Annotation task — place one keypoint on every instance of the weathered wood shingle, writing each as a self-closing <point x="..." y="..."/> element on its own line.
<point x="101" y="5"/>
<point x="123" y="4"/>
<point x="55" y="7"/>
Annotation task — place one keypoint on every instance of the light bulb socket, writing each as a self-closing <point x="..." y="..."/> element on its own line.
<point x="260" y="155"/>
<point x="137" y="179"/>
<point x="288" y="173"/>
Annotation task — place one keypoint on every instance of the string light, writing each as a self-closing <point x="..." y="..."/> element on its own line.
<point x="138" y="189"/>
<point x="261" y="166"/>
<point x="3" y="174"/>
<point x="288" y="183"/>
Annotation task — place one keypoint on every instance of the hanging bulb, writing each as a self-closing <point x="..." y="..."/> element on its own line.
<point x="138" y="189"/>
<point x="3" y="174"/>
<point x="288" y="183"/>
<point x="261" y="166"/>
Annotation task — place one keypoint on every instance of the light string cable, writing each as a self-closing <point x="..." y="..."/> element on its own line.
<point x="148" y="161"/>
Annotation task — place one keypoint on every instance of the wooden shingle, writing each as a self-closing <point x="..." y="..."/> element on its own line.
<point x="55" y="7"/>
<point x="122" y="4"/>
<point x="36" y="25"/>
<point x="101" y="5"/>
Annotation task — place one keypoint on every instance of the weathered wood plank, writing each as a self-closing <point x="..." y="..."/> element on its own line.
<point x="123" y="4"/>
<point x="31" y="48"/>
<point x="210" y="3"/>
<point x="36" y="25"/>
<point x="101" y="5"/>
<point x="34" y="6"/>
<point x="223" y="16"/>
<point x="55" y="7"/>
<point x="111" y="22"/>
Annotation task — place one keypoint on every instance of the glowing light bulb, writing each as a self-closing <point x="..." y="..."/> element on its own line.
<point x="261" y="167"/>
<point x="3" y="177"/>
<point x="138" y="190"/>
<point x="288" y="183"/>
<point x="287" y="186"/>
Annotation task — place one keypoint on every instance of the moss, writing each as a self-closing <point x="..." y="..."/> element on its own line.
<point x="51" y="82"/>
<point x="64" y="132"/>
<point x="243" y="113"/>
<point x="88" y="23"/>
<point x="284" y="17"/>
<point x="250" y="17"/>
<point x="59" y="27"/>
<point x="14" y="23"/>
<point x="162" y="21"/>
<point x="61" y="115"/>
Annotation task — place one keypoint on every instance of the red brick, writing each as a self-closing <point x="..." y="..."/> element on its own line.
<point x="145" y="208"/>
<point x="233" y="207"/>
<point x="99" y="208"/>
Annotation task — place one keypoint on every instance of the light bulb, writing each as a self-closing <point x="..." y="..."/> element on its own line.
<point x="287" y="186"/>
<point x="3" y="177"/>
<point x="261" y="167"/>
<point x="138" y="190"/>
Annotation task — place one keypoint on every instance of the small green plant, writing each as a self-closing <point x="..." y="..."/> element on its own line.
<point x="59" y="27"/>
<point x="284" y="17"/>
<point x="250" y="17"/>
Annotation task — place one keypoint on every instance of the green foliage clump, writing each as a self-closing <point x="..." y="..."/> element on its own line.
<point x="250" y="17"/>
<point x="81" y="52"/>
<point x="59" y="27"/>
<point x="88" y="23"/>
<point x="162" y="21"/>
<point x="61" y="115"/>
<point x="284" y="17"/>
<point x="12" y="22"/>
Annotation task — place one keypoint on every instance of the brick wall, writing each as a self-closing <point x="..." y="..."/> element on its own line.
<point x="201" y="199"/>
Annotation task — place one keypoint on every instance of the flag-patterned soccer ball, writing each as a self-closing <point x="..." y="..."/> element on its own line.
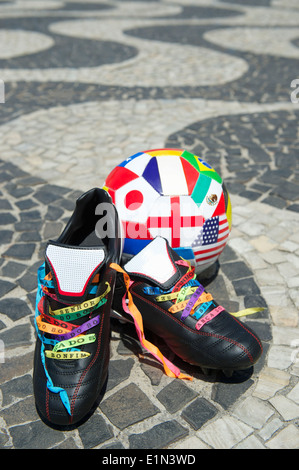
<point x="174" y="194"/>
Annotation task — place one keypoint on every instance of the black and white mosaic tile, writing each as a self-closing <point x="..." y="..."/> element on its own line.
<point x="87" y="85"/>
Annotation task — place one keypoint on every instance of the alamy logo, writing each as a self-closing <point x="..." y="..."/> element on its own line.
<point x="295" y="93"/>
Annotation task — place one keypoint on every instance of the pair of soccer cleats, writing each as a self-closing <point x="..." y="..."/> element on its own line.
<point x="81" y="284"/>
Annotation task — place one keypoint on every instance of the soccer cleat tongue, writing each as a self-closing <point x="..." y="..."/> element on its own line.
<point x="156" y="263"/>
<point x="73" y="269"/>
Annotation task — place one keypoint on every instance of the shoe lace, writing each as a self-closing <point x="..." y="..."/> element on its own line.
<point x="187" y="285"/>
<point x="61" y="339"/>
<point x="56" y="328"/>
<point x="189" y="297"/>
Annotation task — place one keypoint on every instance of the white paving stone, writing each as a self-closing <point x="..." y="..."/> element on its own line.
<point x="253" y="412"/>
<point x="224" y="433"/>
<point x="280" y="357"/>
<point x="287" y="408"/>
<point x="288" y="438"/>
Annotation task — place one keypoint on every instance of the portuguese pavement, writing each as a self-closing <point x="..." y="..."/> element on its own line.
<point x="87" y="84"/>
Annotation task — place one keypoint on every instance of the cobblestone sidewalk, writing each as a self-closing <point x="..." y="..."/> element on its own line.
<point x="87" y="84"/>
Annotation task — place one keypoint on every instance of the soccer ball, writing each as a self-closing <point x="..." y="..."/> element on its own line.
<point x="176" y="195"/>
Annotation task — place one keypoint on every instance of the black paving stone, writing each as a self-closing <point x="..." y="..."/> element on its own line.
<point x="26" y="204"/>
<point x="5" y="287"/>
<point x="5" y="205"/>
<point x="159" y="436"/>
<point x="121" y="407"/>
<point x="20" y="387"/>
<point x="236" y="270"/>
<point x="175" y="395"/>
<point x="6" y="236"/>
<point x="199" y="412"/>
<point x="14" y="308"/>
<point x="35" y="435"/>
<point x="119" y="370"/>
<point x="29" y="237"/>
<point x="7" y="218"/>
<point x="252" y="300"/>
<point x="95" y="431"/>
<point x="53" y="213"/>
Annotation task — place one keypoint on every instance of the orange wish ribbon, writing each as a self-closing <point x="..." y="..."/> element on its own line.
<point x="170" y="369"/>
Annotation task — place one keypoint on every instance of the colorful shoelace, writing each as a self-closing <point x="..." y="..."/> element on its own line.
<point x="60" y="338"/>
<point x="187" y="285"/>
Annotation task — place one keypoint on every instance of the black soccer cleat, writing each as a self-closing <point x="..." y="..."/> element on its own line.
<point x="175" y="306"/>
<point x="75" y="289"/>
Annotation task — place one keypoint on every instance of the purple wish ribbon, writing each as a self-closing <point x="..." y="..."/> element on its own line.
<point x="192" y="300"/>
<point x="80" y="329"/>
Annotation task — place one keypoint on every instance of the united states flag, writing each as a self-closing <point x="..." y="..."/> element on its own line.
<point x="212" y="239"/>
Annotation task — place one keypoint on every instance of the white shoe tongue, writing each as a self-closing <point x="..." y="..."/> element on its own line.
<point x="155" y="263"/>
<point x="73" y="269"/>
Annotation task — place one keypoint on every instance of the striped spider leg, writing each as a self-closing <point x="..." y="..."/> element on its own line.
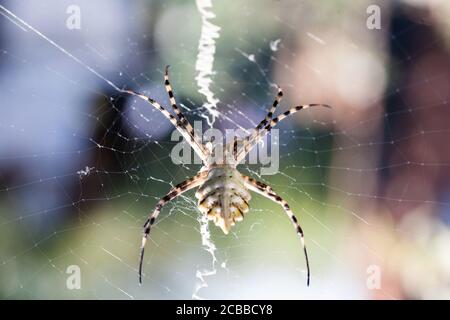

•••••

How many lines of the records above contain the string "ball"? Give only the number.

2